TASK –
Copy all lines in the material holding the string "bridge".

§

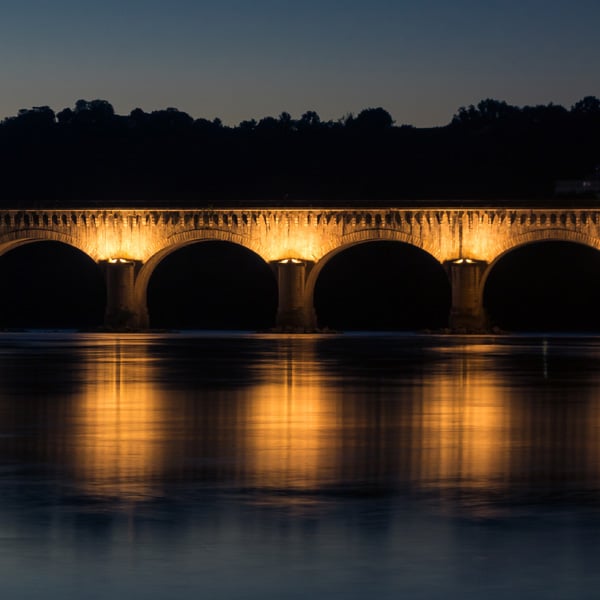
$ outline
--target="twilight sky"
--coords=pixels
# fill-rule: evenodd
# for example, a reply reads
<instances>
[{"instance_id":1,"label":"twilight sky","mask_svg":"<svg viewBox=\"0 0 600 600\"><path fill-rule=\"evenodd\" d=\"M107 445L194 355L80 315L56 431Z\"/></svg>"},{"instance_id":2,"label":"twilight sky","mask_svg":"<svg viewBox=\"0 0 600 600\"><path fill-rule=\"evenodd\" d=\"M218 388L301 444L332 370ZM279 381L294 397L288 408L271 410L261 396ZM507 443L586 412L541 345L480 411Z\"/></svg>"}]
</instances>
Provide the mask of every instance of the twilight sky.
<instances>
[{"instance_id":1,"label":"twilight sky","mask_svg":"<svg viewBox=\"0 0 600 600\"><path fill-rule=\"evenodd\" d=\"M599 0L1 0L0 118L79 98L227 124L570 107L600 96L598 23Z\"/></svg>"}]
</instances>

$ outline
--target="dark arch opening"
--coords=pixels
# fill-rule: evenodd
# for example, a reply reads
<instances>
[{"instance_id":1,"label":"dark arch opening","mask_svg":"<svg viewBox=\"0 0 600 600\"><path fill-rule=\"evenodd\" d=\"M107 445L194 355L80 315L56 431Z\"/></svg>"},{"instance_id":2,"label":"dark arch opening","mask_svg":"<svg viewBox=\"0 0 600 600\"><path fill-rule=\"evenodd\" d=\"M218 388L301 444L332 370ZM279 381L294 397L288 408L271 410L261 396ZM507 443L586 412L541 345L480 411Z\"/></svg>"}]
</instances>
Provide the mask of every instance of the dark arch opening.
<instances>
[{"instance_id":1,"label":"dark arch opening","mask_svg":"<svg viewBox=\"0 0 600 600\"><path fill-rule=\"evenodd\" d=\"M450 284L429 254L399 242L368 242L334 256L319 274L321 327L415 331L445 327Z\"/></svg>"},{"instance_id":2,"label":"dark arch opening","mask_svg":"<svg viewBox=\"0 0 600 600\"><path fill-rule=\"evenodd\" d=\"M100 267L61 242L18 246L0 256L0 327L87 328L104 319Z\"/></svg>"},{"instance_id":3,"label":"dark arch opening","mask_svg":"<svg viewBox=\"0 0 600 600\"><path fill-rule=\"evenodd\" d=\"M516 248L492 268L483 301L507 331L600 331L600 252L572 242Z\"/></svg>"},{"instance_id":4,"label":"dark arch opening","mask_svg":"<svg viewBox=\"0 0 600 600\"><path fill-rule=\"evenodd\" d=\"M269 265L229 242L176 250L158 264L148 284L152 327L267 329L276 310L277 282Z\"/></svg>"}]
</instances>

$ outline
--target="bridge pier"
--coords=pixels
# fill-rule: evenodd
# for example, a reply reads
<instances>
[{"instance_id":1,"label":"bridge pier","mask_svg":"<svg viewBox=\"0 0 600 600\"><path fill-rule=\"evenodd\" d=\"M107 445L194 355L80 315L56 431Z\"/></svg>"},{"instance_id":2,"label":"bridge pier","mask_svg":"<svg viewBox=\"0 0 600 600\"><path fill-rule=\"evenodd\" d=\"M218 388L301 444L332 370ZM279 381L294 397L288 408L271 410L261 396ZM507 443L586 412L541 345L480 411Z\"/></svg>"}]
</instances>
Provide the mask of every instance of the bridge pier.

§

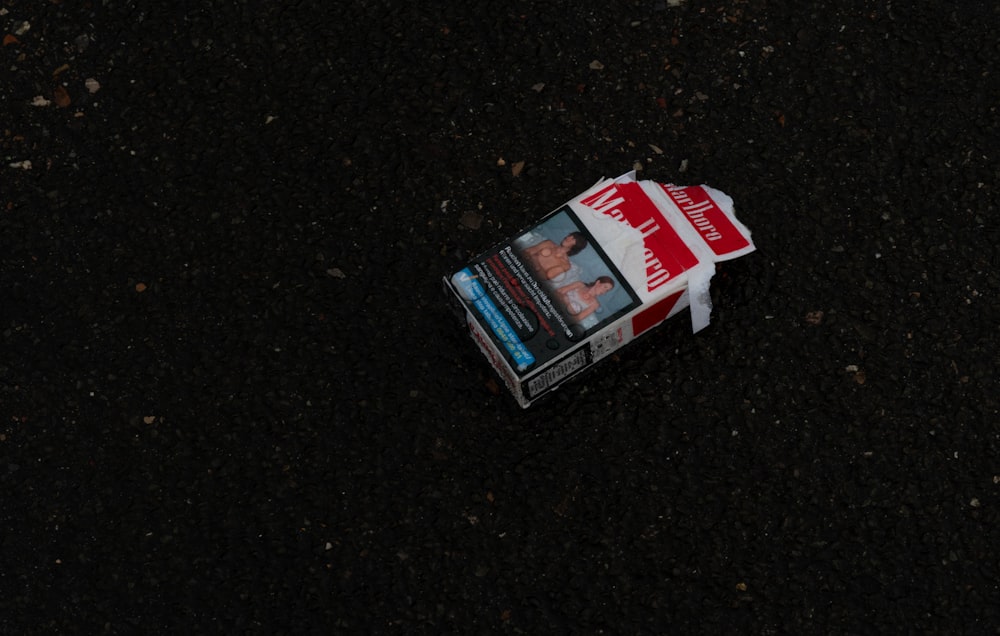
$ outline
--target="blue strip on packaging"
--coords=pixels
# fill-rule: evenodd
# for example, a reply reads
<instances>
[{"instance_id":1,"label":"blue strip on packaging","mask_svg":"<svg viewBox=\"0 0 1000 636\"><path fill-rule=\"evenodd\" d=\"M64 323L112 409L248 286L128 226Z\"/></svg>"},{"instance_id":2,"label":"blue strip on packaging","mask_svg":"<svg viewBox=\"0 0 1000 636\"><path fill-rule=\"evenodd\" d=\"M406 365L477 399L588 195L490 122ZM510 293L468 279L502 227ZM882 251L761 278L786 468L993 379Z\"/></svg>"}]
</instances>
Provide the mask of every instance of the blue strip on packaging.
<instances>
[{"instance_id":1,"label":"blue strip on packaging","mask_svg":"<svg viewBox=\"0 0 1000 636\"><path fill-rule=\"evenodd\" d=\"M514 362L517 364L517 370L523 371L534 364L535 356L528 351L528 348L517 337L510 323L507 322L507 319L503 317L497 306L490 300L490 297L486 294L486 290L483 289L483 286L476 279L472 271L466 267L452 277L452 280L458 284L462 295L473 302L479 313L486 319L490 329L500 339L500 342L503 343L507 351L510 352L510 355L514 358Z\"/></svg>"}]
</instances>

§

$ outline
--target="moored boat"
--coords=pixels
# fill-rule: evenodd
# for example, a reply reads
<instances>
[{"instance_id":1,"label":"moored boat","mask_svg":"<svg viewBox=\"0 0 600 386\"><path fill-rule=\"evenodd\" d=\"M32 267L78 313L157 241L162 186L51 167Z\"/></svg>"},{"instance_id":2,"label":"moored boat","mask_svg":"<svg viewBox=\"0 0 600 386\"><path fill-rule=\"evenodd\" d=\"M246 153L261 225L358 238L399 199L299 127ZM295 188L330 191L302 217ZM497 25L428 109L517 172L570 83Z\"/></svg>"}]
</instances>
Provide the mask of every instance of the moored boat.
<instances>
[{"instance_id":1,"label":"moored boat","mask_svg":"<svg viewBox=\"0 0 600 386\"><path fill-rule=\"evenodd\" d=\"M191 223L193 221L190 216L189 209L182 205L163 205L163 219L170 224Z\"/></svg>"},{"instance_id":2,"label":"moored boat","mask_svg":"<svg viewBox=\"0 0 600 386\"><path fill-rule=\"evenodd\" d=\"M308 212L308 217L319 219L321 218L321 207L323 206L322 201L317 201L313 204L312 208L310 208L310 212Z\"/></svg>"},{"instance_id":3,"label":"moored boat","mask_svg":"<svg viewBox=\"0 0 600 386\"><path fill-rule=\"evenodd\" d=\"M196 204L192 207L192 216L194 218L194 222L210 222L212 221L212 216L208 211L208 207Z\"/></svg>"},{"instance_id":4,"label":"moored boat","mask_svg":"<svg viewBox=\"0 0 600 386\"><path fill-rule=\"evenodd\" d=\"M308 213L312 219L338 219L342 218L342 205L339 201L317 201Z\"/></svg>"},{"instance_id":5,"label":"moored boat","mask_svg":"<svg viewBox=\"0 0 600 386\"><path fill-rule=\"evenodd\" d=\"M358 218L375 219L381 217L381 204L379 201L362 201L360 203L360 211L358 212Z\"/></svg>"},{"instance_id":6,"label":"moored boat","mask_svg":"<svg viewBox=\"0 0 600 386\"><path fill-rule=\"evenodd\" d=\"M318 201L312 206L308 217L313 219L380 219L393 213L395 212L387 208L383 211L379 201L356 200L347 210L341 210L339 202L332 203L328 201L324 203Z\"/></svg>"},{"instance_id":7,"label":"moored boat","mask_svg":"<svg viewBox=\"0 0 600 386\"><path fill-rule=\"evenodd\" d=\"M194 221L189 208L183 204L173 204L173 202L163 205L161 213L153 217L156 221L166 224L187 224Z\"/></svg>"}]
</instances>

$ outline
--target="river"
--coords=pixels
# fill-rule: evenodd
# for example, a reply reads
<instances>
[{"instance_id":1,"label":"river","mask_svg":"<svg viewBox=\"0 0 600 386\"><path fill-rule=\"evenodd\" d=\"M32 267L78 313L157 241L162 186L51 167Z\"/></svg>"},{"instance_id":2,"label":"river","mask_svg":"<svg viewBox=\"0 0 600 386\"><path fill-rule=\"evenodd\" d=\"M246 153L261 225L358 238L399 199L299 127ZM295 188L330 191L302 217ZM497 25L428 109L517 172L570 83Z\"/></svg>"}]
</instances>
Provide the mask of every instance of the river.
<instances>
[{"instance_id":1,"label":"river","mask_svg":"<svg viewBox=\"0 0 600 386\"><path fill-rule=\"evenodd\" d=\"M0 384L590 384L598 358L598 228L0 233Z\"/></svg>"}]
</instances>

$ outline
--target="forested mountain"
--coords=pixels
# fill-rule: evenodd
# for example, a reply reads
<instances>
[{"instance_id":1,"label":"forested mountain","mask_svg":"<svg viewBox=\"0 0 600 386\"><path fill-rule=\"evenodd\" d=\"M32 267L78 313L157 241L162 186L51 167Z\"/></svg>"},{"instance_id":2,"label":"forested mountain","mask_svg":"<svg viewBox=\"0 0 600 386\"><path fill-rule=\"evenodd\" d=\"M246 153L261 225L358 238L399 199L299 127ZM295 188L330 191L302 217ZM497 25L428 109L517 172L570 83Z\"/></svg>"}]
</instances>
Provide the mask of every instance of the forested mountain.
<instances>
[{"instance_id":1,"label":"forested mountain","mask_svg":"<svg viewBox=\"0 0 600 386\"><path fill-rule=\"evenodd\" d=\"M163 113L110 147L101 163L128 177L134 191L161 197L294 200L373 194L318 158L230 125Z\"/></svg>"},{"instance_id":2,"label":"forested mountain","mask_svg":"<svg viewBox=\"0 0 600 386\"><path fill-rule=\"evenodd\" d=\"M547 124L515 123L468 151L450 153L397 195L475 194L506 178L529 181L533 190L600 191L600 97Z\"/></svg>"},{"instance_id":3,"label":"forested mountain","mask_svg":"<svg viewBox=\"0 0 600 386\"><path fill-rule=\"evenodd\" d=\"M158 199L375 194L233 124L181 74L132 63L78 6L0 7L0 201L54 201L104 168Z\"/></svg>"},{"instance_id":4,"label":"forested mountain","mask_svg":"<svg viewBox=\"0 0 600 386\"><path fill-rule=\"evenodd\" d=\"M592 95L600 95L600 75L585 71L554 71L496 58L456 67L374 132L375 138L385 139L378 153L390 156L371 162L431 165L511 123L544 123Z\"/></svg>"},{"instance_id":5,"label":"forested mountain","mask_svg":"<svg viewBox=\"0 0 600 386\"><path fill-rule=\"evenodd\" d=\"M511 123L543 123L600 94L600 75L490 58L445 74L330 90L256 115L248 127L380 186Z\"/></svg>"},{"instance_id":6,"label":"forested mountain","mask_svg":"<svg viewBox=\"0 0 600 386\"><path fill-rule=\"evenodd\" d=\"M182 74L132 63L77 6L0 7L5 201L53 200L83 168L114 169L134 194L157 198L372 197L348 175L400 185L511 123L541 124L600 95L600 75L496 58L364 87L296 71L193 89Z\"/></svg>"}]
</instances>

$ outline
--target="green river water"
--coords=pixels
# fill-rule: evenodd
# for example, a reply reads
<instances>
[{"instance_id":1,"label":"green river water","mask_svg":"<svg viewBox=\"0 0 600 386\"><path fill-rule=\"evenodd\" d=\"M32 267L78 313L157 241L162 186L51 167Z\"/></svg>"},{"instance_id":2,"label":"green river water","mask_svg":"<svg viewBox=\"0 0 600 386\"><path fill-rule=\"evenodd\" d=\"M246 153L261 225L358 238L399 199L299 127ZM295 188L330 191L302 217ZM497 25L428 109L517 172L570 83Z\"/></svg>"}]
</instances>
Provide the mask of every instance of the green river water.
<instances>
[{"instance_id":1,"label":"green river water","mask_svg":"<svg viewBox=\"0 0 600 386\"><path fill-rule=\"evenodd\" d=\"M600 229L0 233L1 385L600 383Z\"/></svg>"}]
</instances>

§

REPLY TO THE TASK –
--target="bridge pier"
[{"instance_id":1,"label":"bridge pier","mask_svg":"<svg viewBox=\"0 0 600 600\"><path fill-rule=\"evenodd\" d=\"M107 445L194 355L80 315L56 431Z\"/></svg>"},{"instance_id":2,"label":"bridge pier","mask_svg":"<svg viewBox=\"0 0 600 600\"><path fill-rule=\"evenodd\" d=\"M218 388L301 444L332 370ZM279 381L294 397L288 408L271 410L261 396ZM507 443L586 412L541 345L480 411Z\"/></svg>"}]
Provide the mask of every instance of the bridge pier.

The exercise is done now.